====== The data

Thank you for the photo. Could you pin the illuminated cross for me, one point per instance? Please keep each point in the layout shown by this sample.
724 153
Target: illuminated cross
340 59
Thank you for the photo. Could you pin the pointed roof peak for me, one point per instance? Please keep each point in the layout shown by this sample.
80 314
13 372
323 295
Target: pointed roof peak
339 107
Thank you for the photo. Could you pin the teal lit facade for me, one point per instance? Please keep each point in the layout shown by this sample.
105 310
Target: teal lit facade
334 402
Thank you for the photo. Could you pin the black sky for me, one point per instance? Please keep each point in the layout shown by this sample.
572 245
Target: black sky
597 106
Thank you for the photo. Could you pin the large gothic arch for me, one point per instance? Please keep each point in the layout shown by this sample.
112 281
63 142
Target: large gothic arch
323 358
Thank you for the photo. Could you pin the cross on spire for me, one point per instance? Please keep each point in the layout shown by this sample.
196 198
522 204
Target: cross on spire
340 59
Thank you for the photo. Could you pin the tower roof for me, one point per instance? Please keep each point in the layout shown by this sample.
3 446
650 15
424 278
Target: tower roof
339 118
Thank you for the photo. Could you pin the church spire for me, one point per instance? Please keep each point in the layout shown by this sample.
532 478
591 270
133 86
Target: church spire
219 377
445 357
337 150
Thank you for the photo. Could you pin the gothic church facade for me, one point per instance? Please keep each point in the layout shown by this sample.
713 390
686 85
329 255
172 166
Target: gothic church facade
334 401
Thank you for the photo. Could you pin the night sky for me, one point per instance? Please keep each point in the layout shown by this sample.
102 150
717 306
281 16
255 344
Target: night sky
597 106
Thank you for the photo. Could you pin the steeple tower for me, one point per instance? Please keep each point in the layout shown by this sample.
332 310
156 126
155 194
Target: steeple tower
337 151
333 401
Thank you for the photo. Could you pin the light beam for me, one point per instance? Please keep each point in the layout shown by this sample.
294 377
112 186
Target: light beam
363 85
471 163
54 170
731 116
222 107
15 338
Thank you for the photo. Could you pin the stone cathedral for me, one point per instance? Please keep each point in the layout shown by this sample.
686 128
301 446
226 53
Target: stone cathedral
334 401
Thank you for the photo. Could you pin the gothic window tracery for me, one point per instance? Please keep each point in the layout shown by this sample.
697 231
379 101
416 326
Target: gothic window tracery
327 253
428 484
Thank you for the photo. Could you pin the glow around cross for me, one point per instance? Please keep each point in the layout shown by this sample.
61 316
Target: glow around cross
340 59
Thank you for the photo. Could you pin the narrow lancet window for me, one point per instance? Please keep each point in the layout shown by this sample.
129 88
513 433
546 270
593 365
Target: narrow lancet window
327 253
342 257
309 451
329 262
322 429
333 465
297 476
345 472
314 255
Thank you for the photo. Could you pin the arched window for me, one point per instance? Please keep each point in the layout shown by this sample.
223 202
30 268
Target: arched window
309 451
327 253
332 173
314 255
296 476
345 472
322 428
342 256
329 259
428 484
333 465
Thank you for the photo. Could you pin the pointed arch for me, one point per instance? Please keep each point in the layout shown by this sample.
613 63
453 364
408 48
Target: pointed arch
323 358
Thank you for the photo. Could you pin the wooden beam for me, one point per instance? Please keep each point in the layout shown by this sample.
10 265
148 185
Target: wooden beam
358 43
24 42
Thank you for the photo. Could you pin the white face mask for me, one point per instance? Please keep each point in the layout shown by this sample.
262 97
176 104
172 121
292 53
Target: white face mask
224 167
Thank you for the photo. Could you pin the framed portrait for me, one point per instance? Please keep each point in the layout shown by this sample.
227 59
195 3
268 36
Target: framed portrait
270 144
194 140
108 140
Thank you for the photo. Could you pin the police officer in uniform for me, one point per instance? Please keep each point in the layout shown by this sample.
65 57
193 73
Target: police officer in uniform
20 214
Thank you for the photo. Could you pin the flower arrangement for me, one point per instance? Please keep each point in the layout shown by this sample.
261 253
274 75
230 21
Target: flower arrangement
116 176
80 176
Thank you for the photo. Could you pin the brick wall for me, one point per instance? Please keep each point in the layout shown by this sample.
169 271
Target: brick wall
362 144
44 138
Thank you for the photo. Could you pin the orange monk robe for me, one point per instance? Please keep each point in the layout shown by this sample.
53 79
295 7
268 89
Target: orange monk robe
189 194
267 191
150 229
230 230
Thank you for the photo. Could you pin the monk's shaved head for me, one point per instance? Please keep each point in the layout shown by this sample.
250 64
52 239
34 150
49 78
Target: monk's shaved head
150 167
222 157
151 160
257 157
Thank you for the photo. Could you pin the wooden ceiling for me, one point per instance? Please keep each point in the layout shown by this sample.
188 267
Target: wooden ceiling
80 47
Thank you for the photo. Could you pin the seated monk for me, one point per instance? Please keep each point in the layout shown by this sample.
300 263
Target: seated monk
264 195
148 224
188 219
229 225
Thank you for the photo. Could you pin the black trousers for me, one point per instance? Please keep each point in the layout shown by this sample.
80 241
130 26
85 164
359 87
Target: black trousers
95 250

============

Aim of the task
Without omitting anything, output the entries exactly.

Answer to the problem
Thank you for the photo. Could you pin the illuminated cross for me, one point per instance? Please keep each point in the layout shown by this sample.
724 153
Target: illuminated cross
340 59
Thank you for the photo. Could you pin the pointed roof peak for me, one point per instance? Please keep each point in the layout shown by this sample.
80 314
13 372
323 295
Target: pointed roof peak
339 107
Thank you for the photo. Could you pin the teal lit facade for me, one point per instance? Please keep each point in the layout shown by this sample.
105 310
Target: teal lit facade
334 402
Thank you for the photo. Could you pin the black sky for me, one point per instance? Please keep each point in the layout shown by this sample.
572 245
Target: black sky
597 106
Thank you for the photo. Could you pin the large gothic arch for me, one point per instance? Please keep each point in the layout shown by this sample.
112 281
63 142
Target: large gothic arch
323 358
Thank you for the photo. Could you pin the cross on spire for me, one point per instance? Please keep each point in the layout shown by this sample.
196 198
522 204
Target: cross on spire
340 59
Thank you for the photo. Could you pin the tower roof for me, one point per instance? Please keep each point in the layout shown by this sample.
3 446
650 15
424 278
Target: tower roof
339 118
Thank you for the photo. Could you pin the church spire for me, one point per instance? Please keep each point in the layout shown by this sample.
532 478
591 270
133 86
Target: church spire
219 377
445 357
337 150
Thank you for the photo. Could you pin the gothic church facade for me, one point per instance? Please keep each point in the layout shown by this sample.
713 390
686 85
329 255
172 166
Target: gothic church facade
334 401
Thank you for the photo. Could you pin the night sky for me, one point per instance? Please keep each point in the layout shown by this sample.
102 150
717 306
281 16
255 344
Target: night sky
597 106
Thank you for the photo. Could you pin the steeple tower for me, one point per instance? Please keep each point in the layout shown by this sample.
332 310
156 126
155 194
Target: steeple tower
337 151
333 401
Thank you for the photo. Could you pin the light beam for me, one point per instance? Please keep each point in the layout shown by this sample.
294 377
112 186
Target: light beam
363 85
471 163
54 170
731 116
222 107
15 338
Thank you for the photo. Could you pin the stone cathedral for me, one point per instance? Please keep each point in the layout shown by this sample.
686 128
301 446
226 53
Target: stone cathedral
334 401
Thank you for the photo. Could you pin the gothic window tracery for me, one point per instance? Please keep each point in the layout shown by this sample.
697 231
379 101
416 326
Target: gothic window tracery
327 253
428 484
Thank you for the photo. Could you pin the glow around cross for me, one point per instance? Please keep each point in the layout shown by this sample.
61 316
Target: glow around cross
340 59
Thank you for the photo. Could you pin the narrow lancet window for me, one point per instance? Please keep each point in the layout shown by this sample.
129 88
513 433
546 270
593 365
Target: narrow lancet window
327 253
342 257
309 451
329 262
322 429
333 465
297 476
345 472
314 255
Thank you for the photo. Could you pin the arched window for me, one point per instance? Please keep each point in the layout shown by this sample.
223 202
30 268
Target: arched window
309 451
327 253
332 173
314 255
296 476
345 472
322 428
342 256
329 259
428 484
333 465
Thank you for the photo. Could you pin the pointed arch for me, one point per instance? Please keep each point in the layout shown by this sample.
613 63
453 364
408 48
Target: pointed arch
323 358
Thank you for the photo. Could you pin the wooden beam for me, one point per instance? Please keep each point in the layout shown by this sample.
10 265
148 185
Target: wooden beam
358 43
24 42
Thank you for the photo. Could you pin the white face mask for me, one point per instance? Please keep each point in the layout shown by this sample.
262 97
176 104
172 121
292 53
Target: white face mask
224 167
Thank you for the photo. Could you pin the framed portrait for me, one point per instance? Please keep each point in the layout shown by this sample.
227 59
195 3
268 36
Target: framed portrait
270 144
194 140
108 140
Thank you for the photo. Could you pin the police officer in uniform for me, one point per instance? Please keep each point in the layout shown by this sample.
65 57
193 73
Target: police officer in uniform
20 214
Thank you for the photo. Could you pin the flower arrangement for me, one point per instance? Please keep each point in the layout shown by this sample.
261 253
274 75
230 21
Target: flower arrangement
116 176
80 176
Thank you for the photo. Could you pin the brick wall for me, one point per instance? Please keep each point in the layout shown by this sample.
169 271
Target: brick wall
362 144
44 138
Thank you for the photo. Could you pin the orange monk robe for me, one point per instance? Please keep each point in the layout shown by this sample.
53 79
295 7
268 89
Target: orange monk robe
189 194
267 191
150 229
230 230
Thank you for the photo. Could you pin the monk's shaved head for me, one point per instance? Please keep each point in the layout shown by this sample.
250 64
52 239
34 150
49 78
Target: monk's shaved head
150 167
222 157
151 160
257 157
Thank you for the photo. Could you pin the wooden ceiling for me, one point per instance? Please keep each point in the layout shown by this sample.
188 267
Target: wooden ceiling
80 47
Thank you for the photo. Could you pin the seated monk for me, one point per instance? Please keep each point in the layout shown by this sample.
300 263
Target: seated monk
264 195
148 224
188 219
229 225
Thank you for the photo. Could you pin the black trousers for me, one point per instance? Please keep each point in the layout shown by this sample.
80 241
130 26
85 164
359 87
Target: black trousers
95 250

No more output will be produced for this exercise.